■ **Your objective**
Go through the lines below and copy out only those that contain the string "power".

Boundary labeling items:
—————

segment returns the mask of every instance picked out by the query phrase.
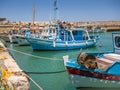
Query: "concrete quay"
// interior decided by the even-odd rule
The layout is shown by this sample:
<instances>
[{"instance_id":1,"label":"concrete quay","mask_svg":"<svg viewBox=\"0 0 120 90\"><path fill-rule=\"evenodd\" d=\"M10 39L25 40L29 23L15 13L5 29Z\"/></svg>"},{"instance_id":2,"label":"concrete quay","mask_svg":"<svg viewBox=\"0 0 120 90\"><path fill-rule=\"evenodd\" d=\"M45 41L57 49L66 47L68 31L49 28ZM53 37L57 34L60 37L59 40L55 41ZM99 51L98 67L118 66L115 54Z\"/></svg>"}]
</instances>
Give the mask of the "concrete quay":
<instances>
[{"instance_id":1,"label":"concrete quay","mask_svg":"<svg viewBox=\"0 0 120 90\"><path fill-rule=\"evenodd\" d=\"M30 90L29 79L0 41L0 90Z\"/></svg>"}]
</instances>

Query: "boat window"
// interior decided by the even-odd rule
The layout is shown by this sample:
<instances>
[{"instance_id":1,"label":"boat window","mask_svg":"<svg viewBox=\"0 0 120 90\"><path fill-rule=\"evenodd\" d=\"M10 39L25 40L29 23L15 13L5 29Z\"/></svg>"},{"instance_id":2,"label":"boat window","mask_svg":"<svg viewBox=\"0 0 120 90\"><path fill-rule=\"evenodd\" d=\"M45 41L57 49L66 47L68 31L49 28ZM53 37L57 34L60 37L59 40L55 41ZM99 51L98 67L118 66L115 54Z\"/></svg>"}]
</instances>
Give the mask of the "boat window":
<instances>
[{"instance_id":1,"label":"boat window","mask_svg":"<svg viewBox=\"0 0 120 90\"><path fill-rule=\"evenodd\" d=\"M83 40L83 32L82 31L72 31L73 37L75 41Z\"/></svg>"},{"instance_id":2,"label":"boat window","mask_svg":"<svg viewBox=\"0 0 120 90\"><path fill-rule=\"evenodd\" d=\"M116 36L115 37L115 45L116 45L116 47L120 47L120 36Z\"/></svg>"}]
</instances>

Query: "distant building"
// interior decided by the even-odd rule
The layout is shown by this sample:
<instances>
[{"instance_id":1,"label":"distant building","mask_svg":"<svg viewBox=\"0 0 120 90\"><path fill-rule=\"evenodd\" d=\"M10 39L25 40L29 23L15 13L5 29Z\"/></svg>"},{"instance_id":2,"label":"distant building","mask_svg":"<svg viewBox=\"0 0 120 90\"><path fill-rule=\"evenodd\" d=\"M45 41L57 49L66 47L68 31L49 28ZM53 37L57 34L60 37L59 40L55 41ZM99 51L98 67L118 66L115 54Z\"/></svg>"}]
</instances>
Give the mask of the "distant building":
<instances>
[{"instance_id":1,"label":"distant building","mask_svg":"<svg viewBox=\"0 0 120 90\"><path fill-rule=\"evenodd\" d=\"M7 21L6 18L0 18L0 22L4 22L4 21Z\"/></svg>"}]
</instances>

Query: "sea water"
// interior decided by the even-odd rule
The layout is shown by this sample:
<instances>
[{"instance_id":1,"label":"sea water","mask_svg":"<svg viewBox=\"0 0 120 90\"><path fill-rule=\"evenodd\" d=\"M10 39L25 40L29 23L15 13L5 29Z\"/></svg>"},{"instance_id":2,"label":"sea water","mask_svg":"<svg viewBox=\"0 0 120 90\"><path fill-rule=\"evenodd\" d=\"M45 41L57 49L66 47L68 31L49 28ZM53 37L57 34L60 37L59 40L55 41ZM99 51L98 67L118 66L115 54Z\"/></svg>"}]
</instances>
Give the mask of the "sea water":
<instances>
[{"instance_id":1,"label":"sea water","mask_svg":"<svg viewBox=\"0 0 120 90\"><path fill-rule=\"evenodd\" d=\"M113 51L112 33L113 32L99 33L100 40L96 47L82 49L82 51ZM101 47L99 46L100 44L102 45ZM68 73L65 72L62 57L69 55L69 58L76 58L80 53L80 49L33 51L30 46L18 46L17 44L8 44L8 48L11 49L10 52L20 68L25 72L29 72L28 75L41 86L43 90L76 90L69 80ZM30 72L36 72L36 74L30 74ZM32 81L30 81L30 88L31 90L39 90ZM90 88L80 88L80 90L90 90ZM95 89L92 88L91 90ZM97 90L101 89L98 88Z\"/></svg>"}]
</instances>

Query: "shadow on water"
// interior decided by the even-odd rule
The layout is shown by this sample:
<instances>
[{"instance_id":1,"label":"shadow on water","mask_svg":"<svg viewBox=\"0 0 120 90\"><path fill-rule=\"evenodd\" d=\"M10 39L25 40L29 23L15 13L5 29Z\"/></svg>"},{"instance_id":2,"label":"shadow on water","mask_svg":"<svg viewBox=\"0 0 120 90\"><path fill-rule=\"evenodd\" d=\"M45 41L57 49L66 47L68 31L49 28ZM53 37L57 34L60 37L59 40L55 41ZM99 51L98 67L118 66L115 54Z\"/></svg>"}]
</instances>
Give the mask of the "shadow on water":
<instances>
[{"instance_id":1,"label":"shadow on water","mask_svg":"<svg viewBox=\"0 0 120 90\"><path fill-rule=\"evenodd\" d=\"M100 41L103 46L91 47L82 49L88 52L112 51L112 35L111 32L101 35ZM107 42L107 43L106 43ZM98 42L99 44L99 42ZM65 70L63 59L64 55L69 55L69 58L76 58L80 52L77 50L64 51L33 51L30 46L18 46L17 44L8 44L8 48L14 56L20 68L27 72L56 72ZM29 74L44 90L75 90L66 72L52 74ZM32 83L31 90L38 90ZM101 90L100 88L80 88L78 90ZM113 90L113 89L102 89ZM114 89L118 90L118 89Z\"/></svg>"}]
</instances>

—————

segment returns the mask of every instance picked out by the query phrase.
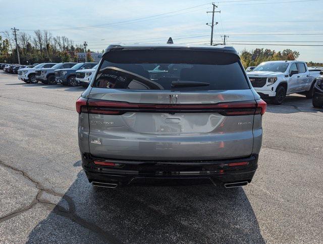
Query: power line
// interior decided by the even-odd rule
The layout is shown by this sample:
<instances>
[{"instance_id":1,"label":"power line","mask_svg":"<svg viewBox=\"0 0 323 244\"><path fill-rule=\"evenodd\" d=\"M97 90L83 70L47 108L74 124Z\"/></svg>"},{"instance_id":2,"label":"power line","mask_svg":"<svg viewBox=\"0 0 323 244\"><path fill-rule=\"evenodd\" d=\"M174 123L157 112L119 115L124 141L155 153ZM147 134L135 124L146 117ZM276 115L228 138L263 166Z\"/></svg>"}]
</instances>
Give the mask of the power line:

—————

■ **Task solution**
Query: power line
[{"instance_id":1,"label":"power line","mask_svg":"<svg viewBox=\"0 0 323 244\"><path fill-rule=\"evenodd\" d=\"M97 90L83 70L47 108L74 124Z\"/></svg>"},{"instance_id":2,"label":"power line","mask_svg":"<svg viewBox=\"0 0 323 244\"><path fill-rule=\"evenodd\" d=\"M174 123L157 112L119 115L124 141L155 153ZM147 134L135 124L146 117ZM276 115L228 138L263 166Z\"/></svg>"}]
Give the mask of the power line:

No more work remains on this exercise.